* TASK STATEMENT: The word "instances" may appear in lines of the data below. Say how many lines hold it, giving only the number.

(Collected data)
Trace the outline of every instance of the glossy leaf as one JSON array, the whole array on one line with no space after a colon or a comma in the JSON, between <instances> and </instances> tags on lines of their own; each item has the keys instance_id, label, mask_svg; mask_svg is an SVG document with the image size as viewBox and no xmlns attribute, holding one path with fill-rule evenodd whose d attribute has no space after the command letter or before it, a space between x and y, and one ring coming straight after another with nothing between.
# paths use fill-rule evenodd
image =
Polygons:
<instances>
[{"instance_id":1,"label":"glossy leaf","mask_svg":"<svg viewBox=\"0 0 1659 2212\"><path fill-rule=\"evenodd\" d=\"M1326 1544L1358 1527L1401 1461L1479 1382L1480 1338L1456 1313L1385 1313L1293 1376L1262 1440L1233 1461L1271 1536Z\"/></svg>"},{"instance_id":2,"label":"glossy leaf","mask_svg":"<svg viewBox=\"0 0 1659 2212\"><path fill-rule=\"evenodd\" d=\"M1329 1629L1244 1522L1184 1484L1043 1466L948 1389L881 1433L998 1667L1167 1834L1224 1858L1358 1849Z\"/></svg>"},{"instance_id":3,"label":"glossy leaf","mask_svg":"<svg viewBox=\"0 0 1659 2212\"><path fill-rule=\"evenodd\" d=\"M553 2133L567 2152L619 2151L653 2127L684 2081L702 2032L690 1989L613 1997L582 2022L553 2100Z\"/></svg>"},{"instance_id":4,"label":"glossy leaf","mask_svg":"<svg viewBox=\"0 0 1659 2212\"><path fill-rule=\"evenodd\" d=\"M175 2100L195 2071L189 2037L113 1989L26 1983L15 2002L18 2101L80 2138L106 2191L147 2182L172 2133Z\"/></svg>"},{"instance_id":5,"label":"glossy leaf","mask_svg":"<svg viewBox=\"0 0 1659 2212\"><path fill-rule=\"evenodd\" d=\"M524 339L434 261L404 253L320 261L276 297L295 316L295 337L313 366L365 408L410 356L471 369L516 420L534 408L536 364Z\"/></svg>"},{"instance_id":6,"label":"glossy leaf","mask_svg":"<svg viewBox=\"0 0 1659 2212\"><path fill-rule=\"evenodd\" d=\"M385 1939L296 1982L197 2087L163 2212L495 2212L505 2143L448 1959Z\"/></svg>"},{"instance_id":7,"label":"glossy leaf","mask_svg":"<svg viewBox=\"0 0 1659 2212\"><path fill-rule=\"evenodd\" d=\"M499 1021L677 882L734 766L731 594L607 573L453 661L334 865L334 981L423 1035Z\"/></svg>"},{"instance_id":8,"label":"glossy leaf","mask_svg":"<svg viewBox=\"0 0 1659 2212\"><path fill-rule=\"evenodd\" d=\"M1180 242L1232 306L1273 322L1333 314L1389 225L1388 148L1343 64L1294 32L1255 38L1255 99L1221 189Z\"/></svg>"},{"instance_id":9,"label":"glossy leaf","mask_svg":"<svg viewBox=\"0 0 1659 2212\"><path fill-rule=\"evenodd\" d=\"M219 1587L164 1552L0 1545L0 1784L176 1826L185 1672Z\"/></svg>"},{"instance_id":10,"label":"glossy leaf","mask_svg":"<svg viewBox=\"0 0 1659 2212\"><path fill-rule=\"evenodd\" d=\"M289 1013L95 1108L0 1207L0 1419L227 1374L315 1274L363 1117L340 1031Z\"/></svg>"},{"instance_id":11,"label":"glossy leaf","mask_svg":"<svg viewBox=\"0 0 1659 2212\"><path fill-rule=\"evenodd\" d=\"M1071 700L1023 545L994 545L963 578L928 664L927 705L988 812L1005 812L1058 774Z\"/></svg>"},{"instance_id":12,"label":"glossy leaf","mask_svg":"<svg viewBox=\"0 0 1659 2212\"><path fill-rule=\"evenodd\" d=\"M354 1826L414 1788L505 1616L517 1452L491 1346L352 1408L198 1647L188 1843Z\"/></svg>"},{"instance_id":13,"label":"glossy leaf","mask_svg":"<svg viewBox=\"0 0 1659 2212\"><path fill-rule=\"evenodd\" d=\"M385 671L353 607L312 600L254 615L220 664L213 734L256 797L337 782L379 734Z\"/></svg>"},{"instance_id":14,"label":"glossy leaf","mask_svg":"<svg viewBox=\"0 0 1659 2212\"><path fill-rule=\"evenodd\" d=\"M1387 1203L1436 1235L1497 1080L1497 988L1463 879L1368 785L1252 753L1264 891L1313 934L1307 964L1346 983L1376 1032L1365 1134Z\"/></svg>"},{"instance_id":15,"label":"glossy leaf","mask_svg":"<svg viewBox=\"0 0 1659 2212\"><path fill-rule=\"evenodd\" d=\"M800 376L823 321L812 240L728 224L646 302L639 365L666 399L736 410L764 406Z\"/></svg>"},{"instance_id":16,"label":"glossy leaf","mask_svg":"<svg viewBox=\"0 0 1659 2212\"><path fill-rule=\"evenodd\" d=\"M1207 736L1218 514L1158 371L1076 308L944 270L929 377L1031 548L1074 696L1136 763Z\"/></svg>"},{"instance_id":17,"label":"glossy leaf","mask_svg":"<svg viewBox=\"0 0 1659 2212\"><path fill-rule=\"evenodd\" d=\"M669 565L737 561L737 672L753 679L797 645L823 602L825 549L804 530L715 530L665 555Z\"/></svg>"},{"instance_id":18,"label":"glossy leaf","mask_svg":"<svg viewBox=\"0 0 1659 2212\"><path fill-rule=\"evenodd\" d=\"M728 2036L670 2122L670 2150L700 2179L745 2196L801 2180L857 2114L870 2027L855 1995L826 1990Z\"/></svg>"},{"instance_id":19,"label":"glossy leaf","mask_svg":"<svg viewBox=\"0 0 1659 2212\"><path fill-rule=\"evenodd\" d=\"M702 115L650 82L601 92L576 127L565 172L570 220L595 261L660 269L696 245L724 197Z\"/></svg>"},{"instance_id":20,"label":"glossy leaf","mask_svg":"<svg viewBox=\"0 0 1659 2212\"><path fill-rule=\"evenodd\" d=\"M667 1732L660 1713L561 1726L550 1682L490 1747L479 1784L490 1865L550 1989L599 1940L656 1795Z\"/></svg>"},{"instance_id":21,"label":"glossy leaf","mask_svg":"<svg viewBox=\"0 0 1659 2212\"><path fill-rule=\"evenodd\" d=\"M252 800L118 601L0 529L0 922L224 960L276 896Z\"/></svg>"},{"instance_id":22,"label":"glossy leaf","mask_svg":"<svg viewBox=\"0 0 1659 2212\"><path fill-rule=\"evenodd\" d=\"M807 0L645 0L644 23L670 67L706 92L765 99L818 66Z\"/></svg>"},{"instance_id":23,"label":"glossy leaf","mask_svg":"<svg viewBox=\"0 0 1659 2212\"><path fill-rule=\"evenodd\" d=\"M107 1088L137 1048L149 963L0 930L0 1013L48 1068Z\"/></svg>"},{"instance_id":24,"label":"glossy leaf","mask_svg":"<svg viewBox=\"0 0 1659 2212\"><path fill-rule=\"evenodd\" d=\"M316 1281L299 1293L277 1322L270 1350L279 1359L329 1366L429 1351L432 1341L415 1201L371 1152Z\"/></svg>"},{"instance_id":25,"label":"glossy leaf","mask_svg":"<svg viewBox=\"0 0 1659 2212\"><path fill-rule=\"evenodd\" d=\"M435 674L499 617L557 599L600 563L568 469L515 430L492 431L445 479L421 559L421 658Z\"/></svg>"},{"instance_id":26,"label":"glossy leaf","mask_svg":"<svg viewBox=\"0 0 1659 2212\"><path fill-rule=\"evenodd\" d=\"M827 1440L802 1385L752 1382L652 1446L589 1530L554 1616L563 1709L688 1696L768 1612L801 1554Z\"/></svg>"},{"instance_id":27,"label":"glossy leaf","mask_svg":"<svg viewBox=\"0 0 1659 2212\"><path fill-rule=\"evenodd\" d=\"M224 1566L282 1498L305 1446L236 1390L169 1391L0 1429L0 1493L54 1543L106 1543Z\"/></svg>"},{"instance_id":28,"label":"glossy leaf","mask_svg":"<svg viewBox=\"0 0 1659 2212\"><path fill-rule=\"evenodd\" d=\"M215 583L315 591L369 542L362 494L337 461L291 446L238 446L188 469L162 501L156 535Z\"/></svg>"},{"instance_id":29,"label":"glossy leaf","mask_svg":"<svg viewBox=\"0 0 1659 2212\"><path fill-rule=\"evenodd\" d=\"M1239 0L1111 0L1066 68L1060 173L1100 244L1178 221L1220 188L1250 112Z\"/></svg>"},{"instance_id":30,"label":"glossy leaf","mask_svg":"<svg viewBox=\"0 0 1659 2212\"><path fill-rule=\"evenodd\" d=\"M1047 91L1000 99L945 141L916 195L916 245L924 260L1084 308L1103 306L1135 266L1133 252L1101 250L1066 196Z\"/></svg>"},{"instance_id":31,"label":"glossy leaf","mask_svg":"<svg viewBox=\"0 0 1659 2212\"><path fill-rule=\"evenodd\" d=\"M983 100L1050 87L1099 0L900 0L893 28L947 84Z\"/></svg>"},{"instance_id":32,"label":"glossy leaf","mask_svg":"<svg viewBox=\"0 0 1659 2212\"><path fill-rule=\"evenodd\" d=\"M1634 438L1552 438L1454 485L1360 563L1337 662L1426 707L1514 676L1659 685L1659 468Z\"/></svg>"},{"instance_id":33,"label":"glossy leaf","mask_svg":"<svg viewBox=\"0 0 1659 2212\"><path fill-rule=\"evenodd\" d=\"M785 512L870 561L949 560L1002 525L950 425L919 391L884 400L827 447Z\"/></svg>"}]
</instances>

* REPLY TO THE TASK: 3